[Coordinate annotation entries]
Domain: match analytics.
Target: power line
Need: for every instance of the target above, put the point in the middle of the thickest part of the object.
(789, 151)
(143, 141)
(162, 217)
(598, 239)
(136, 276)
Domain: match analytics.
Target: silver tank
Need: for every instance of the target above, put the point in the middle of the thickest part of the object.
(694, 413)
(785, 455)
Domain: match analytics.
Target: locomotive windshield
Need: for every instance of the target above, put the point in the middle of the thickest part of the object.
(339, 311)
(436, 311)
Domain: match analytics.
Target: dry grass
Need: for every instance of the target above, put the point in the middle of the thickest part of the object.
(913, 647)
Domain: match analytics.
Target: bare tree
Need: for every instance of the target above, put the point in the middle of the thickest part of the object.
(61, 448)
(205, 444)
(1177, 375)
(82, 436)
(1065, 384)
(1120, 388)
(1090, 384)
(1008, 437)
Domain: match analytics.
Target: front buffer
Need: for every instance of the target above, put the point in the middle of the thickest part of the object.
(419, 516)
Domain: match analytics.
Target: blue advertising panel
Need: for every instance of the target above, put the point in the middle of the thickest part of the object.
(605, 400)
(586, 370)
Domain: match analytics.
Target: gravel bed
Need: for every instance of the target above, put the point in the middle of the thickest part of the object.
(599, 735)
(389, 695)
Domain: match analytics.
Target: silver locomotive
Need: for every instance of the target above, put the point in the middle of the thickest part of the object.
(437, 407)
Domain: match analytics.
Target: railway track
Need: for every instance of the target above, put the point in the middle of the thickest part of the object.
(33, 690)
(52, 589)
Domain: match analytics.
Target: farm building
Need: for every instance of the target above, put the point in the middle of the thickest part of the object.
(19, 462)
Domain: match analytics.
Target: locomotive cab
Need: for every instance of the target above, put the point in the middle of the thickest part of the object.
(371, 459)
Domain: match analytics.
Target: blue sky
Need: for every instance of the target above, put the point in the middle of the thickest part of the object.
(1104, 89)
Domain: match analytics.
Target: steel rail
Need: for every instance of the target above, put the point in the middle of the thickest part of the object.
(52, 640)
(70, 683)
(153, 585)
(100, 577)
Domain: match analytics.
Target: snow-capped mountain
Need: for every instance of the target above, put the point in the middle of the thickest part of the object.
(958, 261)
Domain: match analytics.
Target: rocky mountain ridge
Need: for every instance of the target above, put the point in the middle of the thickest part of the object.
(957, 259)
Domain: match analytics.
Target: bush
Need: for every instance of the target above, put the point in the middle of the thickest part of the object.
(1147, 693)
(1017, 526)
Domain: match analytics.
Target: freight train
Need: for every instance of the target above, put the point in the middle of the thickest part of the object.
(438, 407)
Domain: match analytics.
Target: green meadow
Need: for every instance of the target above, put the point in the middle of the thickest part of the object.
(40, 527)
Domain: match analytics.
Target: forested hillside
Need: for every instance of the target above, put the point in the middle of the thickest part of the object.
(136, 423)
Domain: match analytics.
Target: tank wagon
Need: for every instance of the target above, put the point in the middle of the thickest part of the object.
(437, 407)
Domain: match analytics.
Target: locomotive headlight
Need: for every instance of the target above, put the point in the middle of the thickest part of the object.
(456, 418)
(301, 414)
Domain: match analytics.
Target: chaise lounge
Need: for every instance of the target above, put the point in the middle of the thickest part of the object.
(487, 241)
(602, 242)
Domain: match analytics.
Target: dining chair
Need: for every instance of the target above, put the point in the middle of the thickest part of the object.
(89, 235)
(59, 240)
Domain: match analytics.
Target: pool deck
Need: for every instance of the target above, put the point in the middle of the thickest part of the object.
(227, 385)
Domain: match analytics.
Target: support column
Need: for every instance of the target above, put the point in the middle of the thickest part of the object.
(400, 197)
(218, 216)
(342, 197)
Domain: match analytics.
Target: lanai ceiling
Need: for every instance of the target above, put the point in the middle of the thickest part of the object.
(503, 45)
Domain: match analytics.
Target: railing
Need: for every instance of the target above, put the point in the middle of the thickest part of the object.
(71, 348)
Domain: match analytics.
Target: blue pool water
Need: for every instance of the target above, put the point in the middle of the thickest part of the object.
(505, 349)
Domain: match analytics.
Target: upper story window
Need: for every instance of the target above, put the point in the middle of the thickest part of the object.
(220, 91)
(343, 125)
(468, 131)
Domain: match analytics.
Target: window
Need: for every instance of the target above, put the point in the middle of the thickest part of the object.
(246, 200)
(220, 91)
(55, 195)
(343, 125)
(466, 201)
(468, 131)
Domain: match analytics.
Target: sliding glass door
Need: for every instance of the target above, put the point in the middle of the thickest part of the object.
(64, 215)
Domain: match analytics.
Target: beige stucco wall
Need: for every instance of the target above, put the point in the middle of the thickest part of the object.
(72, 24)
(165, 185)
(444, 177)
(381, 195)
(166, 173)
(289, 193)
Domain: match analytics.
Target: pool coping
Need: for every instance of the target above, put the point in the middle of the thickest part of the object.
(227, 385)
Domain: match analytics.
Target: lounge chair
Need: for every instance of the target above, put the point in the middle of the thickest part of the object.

WHAT IS NEEDED: Copy out the full material exactly as it appears.

REPLY TO THE EXERCISE:
Domain: match analytics.
Target: power line
Need: for every instance of the target above, put the point in the middle of the thickest part of the object.
(789, 151)
(143, 141)
(162, 217)
(598, 239)
(136, 276)
Domain: match analytics.
Target: silver tank
Need: for every instance of the target above, put the point in the middle of the thickest part of the object.
(694, 413)
(785, 455)
Domain: match analytics.
Target: locomotive windshield
Need: for every instance of the target above, put the point in the middle of the thickest part of the object.
(339, 311)
(436, 311)
Domain: match analytics.
Target: dry grass
Need: for every instance of the target above, put the point in the middle of the thickest part of the object.
(913, 647)
Domain: match analytics.
Target: bare tree
Need: for every instance of the target above, put the point in the middle of the thickest part of the object.
(61, 448)
(205, 444)
(1177, 375)
(82, 436)
(1065, 384)
(1120, 388)
(1090, 384)
(1008, 437)
Domain: match analytics.
Target: front buffer
Need: for every instance of the target above, put the point in the middle of the thickest part of the object.
(419, 516)
Domain: match analytics.
Target: blue advertising panel
Need: for every instance of the target above, put the point in the middle of the thickest part of the object.
(605, 400)
(586, 370)
Domain: match analytics.
Target: gravel bed
Need: for every instance of the target above, put the point in the middle of the thickest part of the object.
(599, 735)
(389, 695)
Domain: match analytics.
Target: silver locomotive
Need: for every instance of the target above, put the point in the middle of the thickest part of the object.
(437, 407)
Domain: match analytics.
Target: railway track
Need: for every instance of the target above, put the point in the middle of the thickest part of the object.
(33, 690)
(52, 589)
Domain: match analytics.
Target: farm building
Need: for every instance of the target above, put the point in the middle of the thickest part of the object.
(19, 462)
Domain: match analytics.
Target: locomotive cab
Need: for every instance of the target above, put the point in the middle of the thickest part of the object.
(371, 459)
Domain: match analytics.
Target: blue sky
Need: for every instance of the target above, put the point in the middle of the thickest part of the object.
(1104, 89)
Domain: match analytics.
Target: steel rail
Need: for every instance of the target above, put the point in the middle of the thickest part of the object.
(52, 640)
(70, 683)
(153, 585)
(100, 577)
Domain: match analytics.
Target: snow-capped mountain
Need: for every instance of the target above, put the point in the middle of the thickest part of the object.
(958, 261)
Domain: match analytics.
Target: rocky mountain ridge
Need: for every instance of the target above, put the point in the middle of the thickest part of the object.
(957, 259)
Domain: match analytics.
Target: bush
Need: for every instance of the target above, put the point in the middle of the thickest part of the object.
(1147, 693)
(1017, 526)
Domain: match analytics.
Target: freight train
Need: for every instance of the target above, put the point in the middle of the thickest part of the object.
(438, 407)
Domain: match analytics.
Target: green meadow
Need: for every instance of the target above, put the point in the middle of the thickest part of the object.
(40, 527)
Domain: match analytics.
Target: forested hillside
Need: for every instance of the target above, put the point in the middle of the thickest part of the object.
(136, 423)
Domain: match analytics.
Target: tank wagon
Need: for every instance of the target above, put the point in the middle of the thickest part of the object.
(437, 407)
Domain: match analytics.
Target: locomotive headlight
Need: for every instance of the target above, put the point in the middle of the thickest part of the object.
(456, 418)
(301, 414)
Domain: match analytics.
Target: chaise lounge
Need: for every instance of the target above, put the point in the middle of the thickest part of the object.
(487, 241)
(602, 242)
Domain: match analytics.
Target: dining chair
Need: for every instance of the target above, put the point in the middle of the thickest part of the object.
(89, 235)
(59, 240)
Domain: match analytics.
Target: pool deck
Need: for every instance of the target above, put the point in the middle of the thickest part of the object.
(227, 385)
Domain: match analytics.
Target: support column
Need: for every instance of the target above, put the point in the middle of the thickest part of the object.
(400, 197)
(218, 216)
(342, 197)
Domain: match analytics.
Target: lanai ceiling
Need: for every instance of the target above, put the point in the middle of the thickest part of the object.
(503, 45)
Domain: match analytics.
Target: railing
Need: for every instance of the target above, put the point in the middle of the thickest part of the object.
(71, 348)
Domain: match analytics.
Target: blue pool water
Need: for every instance of the target above, put the point in the middle of the thickest part of the object.
(505, 349)
Domain: match analytics.
Target: upper story window
Need: for every instance of the target above, put the point in the middle of the thickest part of the object.
(220, 91)
(343, 125)
(468, 131)
Domain: match analytics.
Target: window
Need: for every instance of the target above, put the point in the middle of the thickest part of the object.
(246, 200)
(220, 91)
(55, 195)
(343, 125)
(466, 201)
(468, 131)
Domain: match analytics.
Target: sliding glass door
Need: for every instance of the target above, put the point in the middle of the thickest part of the object.
(64, 215)
Domain: match analytics.
Target: beige stucco wall
Need: for every instance of the target above, put the point in the middle of the thickest part of the object.
(72, 24)
(165, 185)
(444, 177)
(381, 195)
(166, 173)
(289, 193)
Domain: match analytics.
Target: pool coping
Need: for every instance of the target above, put the point in the middle of the thickest part of the object.
(227, 385)
Domain: match analytics.
Target: lounge chair
Need: for every instance of the target above, put the point in the middle of the thickest part of the object.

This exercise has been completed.